Source extract »
Genetic diversity and cross-species transmissibility of bat-associated picornaviruses from Spain

Abstract

Background: Emerging zoonotic diseases arise from cross-species transmission events between wild or domesticated animals and humans, with bats being one of the major reservoirs of zoonotic viruses. Viral metagenomics has led to the discovery of many viruses, but efforts have mainly been focused on some areas of the world and on certain viral families.

Methods: We set out to describe full-length genomes of new picorna-like viruses by collecting feces from hundreds of bats captured in different regions of Spain. Viral sequences were obtained by high-throughput Illumina sequencing and analyzed phylogenetically to classify them in the context of known viruses. Linear discriminant analysis (LDA) was performed to infer likely hosts based on genome composition.

Results: We found five complete or nearly complete genomes belonging to the family Picornaviridae, including a new species of the subfamily Ensavirinae. LDA suggested that these were true vertebrate viruses, rather than viruses from the bat diet. Some of these viruses were related to picornaviruses previously found in other bat species from distant geographical regions. We also found a calhevirus genome that most likely belongs to a proposed new family within the order Picornavirales, and for which genome composition analysis suggested a plant host.

Conclusions: Our findings describe new picorna-like viral species and variants circulating in the Iberian Peninsula, illustrate the wide geographical distribution and interspecies transmissibility of picornaviruses, and suggest new hosts for calheviruses.

Keywords: Bat viruses; Calheviruses; Host inference; Interspecies transmission; Phylogenetics; Picornaviruses; Viral diversity; Viral metagenomics; Virus evolution.

Dataset extract »
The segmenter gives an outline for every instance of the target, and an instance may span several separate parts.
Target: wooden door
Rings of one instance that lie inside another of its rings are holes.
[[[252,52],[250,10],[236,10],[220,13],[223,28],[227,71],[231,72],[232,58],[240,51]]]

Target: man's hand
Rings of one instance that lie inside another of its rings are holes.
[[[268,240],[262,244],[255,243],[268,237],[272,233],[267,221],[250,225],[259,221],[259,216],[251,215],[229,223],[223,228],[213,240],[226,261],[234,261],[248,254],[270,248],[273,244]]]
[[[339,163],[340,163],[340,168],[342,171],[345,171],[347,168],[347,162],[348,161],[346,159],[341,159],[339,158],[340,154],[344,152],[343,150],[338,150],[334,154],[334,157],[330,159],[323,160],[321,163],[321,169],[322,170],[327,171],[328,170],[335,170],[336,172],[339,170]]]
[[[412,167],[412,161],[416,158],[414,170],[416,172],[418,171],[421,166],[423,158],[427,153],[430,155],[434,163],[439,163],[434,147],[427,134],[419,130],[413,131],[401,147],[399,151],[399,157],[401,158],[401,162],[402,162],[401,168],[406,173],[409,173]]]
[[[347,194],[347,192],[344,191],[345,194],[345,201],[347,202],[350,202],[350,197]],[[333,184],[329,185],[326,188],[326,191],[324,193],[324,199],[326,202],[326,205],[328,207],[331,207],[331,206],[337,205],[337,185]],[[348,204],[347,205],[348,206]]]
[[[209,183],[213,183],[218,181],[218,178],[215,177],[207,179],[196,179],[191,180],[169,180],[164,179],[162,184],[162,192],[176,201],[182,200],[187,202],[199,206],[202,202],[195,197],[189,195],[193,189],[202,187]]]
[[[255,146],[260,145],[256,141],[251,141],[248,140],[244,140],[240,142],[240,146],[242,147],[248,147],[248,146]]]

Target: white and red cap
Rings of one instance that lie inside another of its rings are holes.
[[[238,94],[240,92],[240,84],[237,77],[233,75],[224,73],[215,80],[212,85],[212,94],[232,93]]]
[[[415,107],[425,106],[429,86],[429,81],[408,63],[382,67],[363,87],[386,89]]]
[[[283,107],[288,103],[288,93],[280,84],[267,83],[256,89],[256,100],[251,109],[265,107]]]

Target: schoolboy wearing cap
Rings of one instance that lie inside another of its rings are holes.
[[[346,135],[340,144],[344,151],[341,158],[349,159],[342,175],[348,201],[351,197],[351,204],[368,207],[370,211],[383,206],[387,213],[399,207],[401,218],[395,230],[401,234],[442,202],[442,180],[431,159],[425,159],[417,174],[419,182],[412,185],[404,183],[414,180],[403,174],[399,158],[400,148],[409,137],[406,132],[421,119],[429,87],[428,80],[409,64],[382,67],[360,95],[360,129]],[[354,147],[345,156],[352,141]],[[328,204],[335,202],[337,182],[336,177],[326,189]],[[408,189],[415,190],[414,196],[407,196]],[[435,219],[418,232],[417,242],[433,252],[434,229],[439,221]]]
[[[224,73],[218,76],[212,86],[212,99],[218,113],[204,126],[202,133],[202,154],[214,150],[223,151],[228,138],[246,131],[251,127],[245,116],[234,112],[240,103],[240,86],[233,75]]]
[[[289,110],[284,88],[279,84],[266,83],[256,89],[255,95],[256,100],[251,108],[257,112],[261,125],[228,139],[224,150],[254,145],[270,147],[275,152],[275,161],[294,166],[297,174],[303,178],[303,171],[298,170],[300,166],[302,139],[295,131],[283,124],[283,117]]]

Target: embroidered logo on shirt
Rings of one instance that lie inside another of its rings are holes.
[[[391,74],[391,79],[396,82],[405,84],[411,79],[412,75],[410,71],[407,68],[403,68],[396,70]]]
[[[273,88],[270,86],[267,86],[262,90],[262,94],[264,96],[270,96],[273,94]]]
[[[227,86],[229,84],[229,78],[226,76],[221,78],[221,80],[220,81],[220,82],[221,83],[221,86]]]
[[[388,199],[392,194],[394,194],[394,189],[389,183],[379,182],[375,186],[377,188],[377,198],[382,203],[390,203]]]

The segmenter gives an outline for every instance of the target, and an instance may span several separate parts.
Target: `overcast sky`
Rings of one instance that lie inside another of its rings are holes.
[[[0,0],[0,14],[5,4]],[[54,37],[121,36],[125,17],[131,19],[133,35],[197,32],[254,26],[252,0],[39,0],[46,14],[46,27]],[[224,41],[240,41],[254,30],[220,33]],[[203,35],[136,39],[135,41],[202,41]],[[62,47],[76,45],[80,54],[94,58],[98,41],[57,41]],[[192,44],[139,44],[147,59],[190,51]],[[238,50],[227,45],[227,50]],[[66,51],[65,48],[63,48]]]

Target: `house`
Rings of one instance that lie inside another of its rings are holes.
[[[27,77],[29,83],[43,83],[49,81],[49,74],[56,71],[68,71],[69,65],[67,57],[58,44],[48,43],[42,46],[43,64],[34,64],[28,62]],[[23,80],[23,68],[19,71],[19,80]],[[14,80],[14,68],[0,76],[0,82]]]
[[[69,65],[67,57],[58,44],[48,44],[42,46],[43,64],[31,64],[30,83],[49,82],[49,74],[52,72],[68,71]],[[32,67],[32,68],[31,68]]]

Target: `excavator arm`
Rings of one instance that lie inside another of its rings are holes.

Assignment » In the abstract on bat-associated picornaviruses from Spain, what kind of host did genome composition analysis suggest for the calhevirus genome?

Answer box » A plant host.